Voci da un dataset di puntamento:
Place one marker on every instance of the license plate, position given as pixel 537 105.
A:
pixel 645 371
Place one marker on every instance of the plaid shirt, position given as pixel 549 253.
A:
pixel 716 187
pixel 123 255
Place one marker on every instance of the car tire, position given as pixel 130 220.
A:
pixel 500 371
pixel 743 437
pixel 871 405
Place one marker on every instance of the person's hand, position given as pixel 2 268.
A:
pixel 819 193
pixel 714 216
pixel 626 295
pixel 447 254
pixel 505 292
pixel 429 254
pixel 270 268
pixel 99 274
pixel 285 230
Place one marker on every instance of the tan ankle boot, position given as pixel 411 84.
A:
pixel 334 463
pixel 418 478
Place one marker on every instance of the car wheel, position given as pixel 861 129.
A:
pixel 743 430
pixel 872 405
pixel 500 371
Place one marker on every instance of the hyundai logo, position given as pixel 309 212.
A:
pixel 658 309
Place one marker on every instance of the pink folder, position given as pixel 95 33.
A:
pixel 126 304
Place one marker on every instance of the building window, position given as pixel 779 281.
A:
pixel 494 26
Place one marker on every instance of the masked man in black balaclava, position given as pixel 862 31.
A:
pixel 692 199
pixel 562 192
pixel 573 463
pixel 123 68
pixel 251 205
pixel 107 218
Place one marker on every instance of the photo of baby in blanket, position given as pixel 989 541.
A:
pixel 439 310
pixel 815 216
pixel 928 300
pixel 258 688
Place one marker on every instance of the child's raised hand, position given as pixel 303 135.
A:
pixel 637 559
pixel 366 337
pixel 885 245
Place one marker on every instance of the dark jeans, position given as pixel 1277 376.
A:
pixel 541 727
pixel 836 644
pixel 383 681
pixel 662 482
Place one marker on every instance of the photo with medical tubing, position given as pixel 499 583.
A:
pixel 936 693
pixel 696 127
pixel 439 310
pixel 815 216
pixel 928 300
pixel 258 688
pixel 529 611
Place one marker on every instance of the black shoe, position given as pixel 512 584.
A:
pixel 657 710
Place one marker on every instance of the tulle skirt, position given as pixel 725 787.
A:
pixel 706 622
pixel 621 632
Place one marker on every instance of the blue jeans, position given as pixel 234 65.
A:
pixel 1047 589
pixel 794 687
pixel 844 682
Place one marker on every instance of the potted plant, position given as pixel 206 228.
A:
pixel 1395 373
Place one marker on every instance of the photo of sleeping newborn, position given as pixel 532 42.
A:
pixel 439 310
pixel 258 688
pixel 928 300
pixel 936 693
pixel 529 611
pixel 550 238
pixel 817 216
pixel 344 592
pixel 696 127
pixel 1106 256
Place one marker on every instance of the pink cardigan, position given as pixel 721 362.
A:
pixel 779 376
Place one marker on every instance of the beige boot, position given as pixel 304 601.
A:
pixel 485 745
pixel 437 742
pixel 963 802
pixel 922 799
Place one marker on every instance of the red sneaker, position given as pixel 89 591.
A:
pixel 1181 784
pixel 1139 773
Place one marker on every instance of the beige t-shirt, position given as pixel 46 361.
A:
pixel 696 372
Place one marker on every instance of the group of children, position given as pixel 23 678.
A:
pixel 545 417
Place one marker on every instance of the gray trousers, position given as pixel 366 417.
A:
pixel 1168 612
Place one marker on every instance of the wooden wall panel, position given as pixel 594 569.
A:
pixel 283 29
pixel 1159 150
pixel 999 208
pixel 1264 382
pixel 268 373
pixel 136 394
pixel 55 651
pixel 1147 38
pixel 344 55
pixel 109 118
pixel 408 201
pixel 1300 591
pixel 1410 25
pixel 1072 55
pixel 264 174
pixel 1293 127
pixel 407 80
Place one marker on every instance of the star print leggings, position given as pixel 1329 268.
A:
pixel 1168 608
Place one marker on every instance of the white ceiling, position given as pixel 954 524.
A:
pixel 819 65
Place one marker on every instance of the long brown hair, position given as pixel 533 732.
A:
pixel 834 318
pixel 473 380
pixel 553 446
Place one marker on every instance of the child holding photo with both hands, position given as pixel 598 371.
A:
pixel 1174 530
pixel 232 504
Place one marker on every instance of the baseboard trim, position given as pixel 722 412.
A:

Compito assegnato
Puoi riportare tutte le righe qui sopra in una tabella Markdown con le colonne «N.» e «Riga», numerandole progressivamente e tralasciando quelle vuote?

Soluzione completa
| N. | Riga |
|---|---|
| 1 | Place one marker on every instance of the license plate, position given as pixel 537 105. |
| 2 | A: |
| 3 | pixel 645 371 |
| 4 | Place one marker on every instance of the plaid shirt, position given as pixel 549 253. |
| 5 | A: |
| 6 | pixel 716 187 |
| 7 | pixel 123 255 |
| 8 | Place one marker on every instance of the car tire, position given as pixel 130 220. |
| 9 | A: |
| 10 | pixel 500 371 |
| 11 | pixel 743 437 |
| 12 | pixel 871 405 |
| 13 | Place one marker on every instance of the person's hand, position given as pixel 2 268. |
| 14 | A: |
| 15 | pixel 819 193 |
| 16 | pixel 714 216 |
| 17 | pixel 626 295 |
| 18 | pixel 447 254 |
| 19 | pixel 505 292 |
| 20 | pixel 429 254 |
| 21 | pixel 270 268 |
| 22 | pixel 99 274 |
| 23 | pixel 285 230 |
| 24 | Place one marker on every instance of the tan ankle boot, position given as pixel 411 84. |
| 25 | A: |
| 26 | pixel 334 463 |
| 27 | pixel 418 478 |
| 28 | Place one marker on every instance of the car wheel, position given as pixel 861 129. |
| 29 | A: |
| 30 | pixel 743 430 |
| 31 | pixel 872 405 |
| 32 | pixel 500 371 |
| 33 | Place one marker on every instance of the hyundai logo, position given as pixel 309 212. |
| 34 | A: |
| 35 | pixel 658 309 |
| 36 | Place one marker on every instance of the pink folder, position given as pixel 95 33. |
| 37 | A: |
| 38 | pixel 126 304 |
| 39 | Place one marker on every instance of the building window, position given as pixel 779 281. |
| 40 | A: |
| 41 | pixel 494 26 |
| 42 | Place one marker on every instance of the masked man in black balaclava, position given as pixel 862 31. |
| 43 | A: |
| 44 | pixel 692 199 |
| 45 | pixel 562 192 |
| 46 | pixel 573 463 |
| 47 | pixel 123 68 |
| 48 | pixel 251 205 |
| 49 | pixel 107 218 |
| 50 | Place one marker on every instance of the photo of baby in blanket, position given as pixel 989 541. |
| 51 | A: |
| 52 | pixel 439 310 |
| 53 | pixel 815 216 |
| 54 | pixel 928 300 |
| 55 | pixel 258 688 |
| 56 | Place one marker on every instance of the child's raised hand, position given as pixel 303 135. |
| 57 | A: |
| 58 | pixel 637 559 |
| 59 | pixel 366 337 |
| 60 | pixel 885 245 |
| 61 | Place one marker on every instance of the dark jeans, position given as pixel 1277 376. |
| 62 | A: |
| 63 | pixel 541 727 |
| 64 | pixel 836 644 |
| 65 | pixel 383 681 |
| 66 | pixel 662 482 |
| 67 | Place one marker on every instance of the photo with medical tubing, position given as pixel 499 583. |
| 68 | A: |
| 69 | pixel 936 693 |
| 70 | pixel 696 127 |
| 71 | pixel 439 310 |
| 72 | pixel 815 216 |
| 73 | pixel 928 300 |
| 74 | pixel 258 688 |
| 75 | pixel 529 611 |
| 76 | Place one marker on every instance of the black shoe, position given as pixel 512 584. |
| 77 | A: |
| 78 | pixel 657 710 |
| 79 | Place one marker on every instance of the tulle skirt, position given as pixel 725 787. |
| 80 | A: |
| 81 | pixel 706 622 |
| 82 | pixel 621 632 |
| 83 | Place one marker on every instance of the blue jeans, position given as pixel 234 65. |
| 84 | A: |
| 85 | pixel 1047 589 |
| 86 | pixel 794 687 |
| 87 | pixel 844 682 |
| 88 | Place one marker on every instance of the potted plant, position given as pixel 206 228. |
| 89 | A: |
| 90 | pixel 1395 373 |
| 91 | Place one marker on every instance of the photo of sleeping newborn, position given as pixel 532 42. |
| 92 | A: |
| 93 | pixel 439 310 |
| 94 | pixel 258 688 |
| 95 | pixel 928 300 |
| 96 | pixel 936 693 |
| 97 | pixel 529 611 |
| 98 | pixel 550 238 |
| 99 | pixel 817 216 |
| 100 | pixel 344 592 |
| 101 | pixel 696 127 |
| 102 | pixel 1106 256 |
| 103 | Place one marker on every instance of the pink cardigan, position given as pixel 721 362. |
| 104 | A: |
| 105 | pixel 779 376 |
| 106 | Place one marker on every instance of the beige boot, position given as pixel 304 601. |
| 107 | A: |
| 108 | pixel 485 745 |
| 109 | pixel 437 742 |
| 110 | pixel 963 802 |
| 111 | pixel 922 799 |
| 112 | Place one marker on every instance of the red sneaker, position given as pixel 89 591. |
| 113 | A: |
| 114 | pixel 1181 784 |
| 115 | pixel 1139 773 |
| 116 | Place one marker on every instance of the beige t-shirt, position given as pixel 46 361. |
| 117 | A: |
| 118 | pixel 696 372 |
| 119 | Place one marker on every instance of the group of children, position given as pixel 23 678. |
| 120 | A: |
| 121 | pixel 545 417 |
| 122 | Place one marker on every instance of the gray trousers, position given as pixel 366 417. |
| 123 | A: |
| 124 | pixel 1168 612 |
| 125 | Place one marker on every instance of the wooden wall panel, position given as pixel 594 569. |
| 126 | A: |
| 127 | pixel 283 29 |
| 128 | pixel 1159 150 |
| 129 | pixel 999 208 |
| 130 | pixel 1264 382 |
| 131 | pixel 268 373 |
| 132 | pixel 136 394 |
| 133 | pixel 55 651 |
| 134 | pixel 1147 38 |
| 135 | pixel 344 55 |
| 136 | pixel 109 118 |
| 137 | pixel 408 201 |
| 138 | pixel 1300 591 |
| 139 | pixel 1410 25 |
| 140 | pixel 1072 55 |
| 141 | pixel 264 174 |
| 142 | pixel 1293 127 |
| 143 | pixel 407 80 |
| 144 | Place one marker on every instance of the star print leggings, position given as pixel 1329 268. |
| 145 | A: |
| 146 | pixel 1168 608 |
| 147 | Place one marker on every instance of the white ceiling, position given as pixel 954 524. |
| 148 | A: |
| 149 | pixel 819 65 |
| 150 | Place one marker on every instance of the long brown hair, position given as pixel 533 732. |
| 151 | A: |
| 152 | pixel 834 318 |
| 153 | pixel 473 380 |
| 154 | pixel 553 446 |
| 155 | Place one marker on every instance of the child holding photo with both hands, position given as pixel 598 371. |
| 156 | A: |
| 157 | pixel 1174 530 |
| 158 | pixel 232 504 |
| 159 | Place one marker on every instance of the baseboard trim, position given as pixel 722 412. |
| 160 | A: |